Problem statement: Pick out each line in the data below that contains the word "water" and copy it.

Information supplied:
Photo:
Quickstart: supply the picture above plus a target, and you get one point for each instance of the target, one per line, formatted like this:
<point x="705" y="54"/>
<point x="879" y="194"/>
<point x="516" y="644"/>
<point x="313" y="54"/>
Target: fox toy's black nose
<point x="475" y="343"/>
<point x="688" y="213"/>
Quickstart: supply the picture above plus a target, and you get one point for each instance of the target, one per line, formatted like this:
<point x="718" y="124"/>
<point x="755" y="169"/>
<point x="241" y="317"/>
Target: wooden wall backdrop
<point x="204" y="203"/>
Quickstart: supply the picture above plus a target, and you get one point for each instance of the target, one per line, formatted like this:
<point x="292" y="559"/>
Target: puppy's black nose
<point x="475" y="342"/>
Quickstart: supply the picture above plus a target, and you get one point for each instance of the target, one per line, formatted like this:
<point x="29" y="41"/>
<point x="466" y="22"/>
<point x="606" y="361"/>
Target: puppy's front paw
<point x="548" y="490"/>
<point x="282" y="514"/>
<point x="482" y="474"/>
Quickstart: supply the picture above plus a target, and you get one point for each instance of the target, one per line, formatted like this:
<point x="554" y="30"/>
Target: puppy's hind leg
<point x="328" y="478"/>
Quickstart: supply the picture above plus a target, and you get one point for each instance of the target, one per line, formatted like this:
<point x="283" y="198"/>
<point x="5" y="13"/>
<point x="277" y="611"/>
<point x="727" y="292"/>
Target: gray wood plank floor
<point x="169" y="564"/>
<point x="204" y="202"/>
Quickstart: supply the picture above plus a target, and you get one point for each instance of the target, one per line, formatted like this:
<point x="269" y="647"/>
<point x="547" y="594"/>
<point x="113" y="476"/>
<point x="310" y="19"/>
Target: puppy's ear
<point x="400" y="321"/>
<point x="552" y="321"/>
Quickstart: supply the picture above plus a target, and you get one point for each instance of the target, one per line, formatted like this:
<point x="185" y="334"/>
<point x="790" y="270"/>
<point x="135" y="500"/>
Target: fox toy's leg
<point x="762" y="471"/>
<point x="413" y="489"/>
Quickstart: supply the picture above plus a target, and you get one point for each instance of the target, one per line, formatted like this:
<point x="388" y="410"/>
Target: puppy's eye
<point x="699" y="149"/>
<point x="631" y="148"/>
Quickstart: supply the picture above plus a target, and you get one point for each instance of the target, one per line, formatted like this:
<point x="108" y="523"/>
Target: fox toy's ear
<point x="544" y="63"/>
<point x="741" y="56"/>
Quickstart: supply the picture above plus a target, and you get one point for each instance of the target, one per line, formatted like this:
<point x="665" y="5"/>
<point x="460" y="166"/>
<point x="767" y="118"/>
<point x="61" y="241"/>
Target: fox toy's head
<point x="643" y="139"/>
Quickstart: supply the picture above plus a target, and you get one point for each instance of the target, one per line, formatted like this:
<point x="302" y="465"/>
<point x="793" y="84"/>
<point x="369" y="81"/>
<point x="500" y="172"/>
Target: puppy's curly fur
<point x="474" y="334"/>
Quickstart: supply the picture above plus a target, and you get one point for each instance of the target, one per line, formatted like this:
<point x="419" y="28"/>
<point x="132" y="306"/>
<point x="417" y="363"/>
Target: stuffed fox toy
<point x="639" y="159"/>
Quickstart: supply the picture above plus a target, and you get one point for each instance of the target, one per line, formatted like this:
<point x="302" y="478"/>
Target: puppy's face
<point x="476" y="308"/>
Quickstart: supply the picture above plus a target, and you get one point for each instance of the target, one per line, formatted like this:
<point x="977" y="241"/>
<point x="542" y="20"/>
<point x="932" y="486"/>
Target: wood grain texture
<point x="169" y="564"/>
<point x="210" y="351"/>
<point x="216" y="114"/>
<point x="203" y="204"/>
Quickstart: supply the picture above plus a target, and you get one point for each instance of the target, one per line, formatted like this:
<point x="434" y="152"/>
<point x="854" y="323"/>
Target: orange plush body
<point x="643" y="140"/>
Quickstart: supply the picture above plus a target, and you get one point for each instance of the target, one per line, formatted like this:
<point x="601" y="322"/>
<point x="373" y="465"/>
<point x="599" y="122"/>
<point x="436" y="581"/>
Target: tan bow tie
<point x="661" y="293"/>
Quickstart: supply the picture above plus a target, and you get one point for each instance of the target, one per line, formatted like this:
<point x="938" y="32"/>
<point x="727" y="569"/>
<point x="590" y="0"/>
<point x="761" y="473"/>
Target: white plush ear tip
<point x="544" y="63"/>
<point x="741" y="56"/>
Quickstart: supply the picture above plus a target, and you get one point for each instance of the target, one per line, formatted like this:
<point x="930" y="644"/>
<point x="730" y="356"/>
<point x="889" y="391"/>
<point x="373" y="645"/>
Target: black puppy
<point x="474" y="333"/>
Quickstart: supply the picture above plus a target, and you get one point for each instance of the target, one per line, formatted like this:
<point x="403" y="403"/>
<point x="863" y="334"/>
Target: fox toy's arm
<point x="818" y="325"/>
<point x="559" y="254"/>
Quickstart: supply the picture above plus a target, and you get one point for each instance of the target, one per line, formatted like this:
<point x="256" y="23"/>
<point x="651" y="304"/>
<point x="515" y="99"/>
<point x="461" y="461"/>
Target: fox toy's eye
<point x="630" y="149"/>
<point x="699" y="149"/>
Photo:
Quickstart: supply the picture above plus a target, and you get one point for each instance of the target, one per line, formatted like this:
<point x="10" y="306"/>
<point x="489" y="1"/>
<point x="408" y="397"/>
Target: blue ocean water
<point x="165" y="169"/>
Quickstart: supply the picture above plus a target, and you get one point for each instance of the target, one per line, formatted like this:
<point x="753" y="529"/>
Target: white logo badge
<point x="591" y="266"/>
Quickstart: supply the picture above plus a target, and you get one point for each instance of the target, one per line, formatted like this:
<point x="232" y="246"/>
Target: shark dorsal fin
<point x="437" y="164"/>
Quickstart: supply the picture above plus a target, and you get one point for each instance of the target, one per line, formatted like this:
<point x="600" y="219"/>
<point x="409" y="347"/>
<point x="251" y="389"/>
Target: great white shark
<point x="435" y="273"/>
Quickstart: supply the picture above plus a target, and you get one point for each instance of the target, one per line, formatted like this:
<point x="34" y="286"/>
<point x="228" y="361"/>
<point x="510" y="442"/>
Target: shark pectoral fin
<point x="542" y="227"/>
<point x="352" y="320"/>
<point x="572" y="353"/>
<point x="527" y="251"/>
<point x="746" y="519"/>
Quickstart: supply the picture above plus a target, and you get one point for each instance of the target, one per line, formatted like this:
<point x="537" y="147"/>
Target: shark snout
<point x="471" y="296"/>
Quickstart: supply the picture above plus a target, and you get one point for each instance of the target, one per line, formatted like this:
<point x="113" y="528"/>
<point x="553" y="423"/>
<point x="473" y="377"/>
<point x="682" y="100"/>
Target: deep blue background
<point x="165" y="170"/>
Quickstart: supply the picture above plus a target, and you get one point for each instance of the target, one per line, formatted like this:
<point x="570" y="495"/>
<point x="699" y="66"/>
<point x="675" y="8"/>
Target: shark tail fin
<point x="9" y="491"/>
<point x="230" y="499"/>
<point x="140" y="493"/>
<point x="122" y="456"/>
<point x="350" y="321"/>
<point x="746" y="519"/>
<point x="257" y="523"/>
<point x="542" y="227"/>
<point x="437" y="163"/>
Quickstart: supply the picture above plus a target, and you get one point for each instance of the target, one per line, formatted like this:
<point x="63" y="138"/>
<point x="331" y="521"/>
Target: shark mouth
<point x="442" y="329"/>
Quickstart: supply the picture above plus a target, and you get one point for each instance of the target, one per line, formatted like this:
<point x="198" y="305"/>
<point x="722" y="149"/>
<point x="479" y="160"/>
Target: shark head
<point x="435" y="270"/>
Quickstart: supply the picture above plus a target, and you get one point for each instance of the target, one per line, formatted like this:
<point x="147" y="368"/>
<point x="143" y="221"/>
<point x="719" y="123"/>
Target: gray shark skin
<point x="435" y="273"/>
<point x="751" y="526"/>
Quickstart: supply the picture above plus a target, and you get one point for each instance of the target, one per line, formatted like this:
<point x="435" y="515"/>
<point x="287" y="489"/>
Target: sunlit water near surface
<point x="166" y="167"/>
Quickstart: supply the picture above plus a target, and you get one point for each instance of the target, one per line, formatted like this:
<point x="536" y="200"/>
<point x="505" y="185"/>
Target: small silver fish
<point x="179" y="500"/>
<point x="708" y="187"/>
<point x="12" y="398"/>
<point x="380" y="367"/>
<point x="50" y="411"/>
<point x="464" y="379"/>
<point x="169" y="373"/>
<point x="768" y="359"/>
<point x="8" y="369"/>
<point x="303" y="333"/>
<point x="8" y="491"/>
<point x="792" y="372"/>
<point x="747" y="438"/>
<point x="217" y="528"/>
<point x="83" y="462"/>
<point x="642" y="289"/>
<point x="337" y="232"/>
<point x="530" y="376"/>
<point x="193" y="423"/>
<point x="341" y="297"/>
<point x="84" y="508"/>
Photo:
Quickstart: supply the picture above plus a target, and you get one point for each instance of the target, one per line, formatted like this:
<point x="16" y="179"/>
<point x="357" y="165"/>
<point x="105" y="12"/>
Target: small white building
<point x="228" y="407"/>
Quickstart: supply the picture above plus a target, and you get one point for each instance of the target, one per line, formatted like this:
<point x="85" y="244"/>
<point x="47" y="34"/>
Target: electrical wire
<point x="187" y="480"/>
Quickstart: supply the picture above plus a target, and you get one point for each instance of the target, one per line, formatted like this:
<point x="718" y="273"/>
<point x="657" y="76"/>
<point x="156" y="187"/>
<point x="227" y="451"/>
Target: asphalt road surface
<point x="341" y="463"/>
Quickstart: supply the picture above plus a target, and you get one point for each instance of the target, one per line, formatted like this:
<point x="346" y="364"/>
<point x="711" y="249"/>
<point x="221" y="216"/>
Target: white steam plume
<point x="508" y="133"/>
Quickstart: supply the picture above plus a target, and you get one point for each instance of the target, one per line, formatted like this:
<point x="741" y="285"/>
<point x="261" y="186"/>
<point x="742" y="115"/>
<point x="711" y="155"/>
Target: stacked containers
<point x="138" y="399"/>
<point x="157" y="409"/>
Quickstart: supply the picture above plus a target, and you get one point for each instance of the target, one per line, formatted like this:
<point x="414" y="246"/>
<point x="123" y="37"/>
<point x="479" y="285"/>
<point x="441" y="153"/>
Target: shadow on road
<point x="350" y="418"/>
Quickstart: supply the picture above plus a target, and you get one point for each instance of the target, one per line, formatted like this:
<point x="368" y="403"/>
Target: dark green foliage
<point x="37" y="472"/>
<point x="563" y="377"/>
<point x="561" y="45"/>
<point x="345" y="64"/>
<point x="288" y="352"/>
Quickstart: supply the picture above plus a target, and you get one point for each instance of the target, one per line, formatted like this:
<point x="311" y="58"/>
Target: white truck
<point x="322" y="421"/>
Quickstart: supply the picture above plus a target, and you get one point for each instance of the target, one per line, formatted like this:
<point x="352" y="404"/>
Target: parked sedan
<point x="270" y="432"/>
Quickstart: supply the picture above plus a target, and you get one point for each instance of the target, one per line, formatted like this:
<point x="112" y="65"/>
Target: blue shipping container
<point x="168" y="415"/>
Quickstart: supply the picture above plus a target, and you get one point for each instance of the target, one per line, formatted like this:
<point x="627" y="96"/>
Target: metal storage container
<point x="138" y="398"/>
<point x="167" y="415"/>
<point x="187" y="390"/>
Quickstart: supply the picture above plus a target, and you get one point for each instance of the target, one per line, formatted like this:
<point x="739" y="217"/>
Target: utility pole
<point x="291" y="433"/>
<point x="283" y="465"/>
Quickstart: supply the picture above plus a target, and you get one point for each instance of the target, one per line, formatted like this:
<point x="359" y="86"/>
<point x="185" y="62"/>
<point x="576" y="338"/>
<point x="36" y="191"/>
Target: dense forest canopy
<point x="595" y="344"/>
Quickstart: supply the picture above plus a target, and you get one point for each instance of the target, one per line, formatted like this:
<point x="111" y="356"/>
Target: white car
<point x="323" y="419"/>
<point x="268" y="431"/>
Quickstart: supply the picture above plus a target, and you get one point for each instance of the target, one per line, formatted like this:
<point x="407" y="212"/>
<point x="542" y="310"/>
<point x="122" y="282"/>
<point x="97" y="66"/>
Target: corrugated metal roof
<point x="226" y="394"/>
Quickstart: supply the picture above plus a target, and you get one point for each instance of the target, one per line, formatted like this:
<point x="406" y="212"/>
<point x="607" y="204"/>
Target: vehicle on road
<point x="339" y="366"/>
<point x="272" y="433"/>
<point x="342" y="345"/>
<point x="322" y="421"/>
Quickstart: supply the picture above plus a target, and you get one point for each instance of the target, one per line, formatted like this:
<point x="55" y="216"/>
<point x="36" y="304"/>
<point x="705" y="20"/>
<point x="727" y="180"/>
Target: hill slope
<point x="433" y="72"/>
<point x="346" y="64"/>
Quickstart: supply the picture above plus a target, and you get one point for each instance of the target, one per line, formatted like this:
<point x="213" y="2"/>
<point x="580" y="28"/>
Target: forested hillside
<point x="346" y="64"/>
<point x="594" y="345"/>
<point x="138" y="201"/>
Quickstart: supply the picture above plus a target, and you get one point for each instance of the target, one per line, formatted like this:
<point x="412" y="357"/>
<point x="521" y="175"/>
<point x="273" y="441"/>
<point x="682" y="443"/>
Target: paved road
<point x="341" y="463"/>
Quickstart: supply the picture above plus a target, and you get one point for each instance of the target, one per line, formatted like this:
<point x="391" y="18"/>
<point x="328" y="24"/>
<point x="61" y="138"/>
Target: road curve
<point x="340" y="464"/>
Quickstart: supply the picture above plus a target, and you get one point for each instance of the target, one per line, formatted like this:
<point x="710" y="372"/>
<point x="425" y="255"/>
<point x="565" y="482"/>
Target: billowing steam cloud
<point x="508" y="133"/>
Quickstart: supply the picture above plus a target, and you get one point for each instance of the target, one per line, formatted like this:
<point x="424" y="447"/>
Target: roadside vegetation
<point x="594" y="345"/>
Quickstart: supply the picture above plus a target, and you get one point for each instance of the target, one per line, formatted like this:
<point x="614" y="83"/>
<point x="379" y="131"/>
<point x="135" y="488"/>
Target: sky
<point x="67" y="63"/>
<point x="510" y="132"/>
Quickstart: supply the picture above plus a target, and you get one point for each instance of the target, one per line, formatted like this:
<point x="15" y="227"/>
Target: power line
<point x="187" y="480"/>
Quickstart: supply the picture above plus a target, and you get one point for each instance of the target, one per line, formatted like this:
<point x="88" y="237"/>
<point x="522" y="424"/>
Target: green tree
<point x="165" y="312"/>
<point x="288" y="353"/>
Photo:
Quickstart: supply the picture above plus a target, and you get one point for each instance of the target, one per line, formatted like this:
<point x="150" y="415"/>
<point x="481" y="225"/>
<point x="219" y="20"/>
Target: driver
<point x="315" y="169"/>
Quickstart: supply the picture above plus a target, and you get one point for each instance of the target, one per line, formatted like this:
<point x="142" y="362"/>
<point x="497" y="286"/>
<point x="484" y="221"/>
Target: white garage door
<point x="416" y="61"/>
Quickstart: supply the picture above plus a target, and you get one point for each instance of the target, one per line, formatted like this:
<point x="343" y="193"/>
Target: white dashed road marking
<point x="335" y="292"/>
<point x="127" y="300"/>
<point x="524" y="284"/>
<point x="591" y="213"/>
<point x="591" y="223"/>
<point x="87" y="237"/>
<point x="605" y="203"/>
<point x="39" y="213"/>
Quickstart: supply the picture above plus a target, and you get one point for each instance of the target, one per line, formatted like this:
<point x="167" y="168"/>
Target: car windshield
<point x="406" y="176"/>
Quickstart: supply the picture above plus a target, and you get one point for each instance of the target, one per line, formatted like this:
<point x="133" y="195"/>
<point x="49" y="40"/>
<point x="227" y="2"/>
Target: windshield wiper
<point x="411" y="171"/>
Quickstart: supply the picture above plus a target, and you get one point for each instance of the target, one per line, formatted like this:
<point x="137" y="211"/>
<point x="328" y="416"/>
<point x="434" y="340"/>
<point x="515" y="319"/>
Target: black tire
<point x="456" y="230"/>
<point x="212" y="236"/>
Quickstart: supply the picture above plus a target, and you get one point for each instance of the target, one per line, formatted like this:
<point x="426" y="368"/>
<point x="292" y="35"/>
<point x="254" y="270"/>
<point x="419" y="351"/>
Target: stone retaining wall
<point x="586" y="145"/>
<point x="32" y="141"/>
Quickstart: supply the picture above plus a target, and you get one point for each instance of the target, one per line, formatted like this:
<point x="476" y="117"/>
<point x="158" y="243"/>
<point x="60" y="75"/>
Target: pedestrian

Exercise solution:
Target: blue ocean water
Target: sunlit water near surface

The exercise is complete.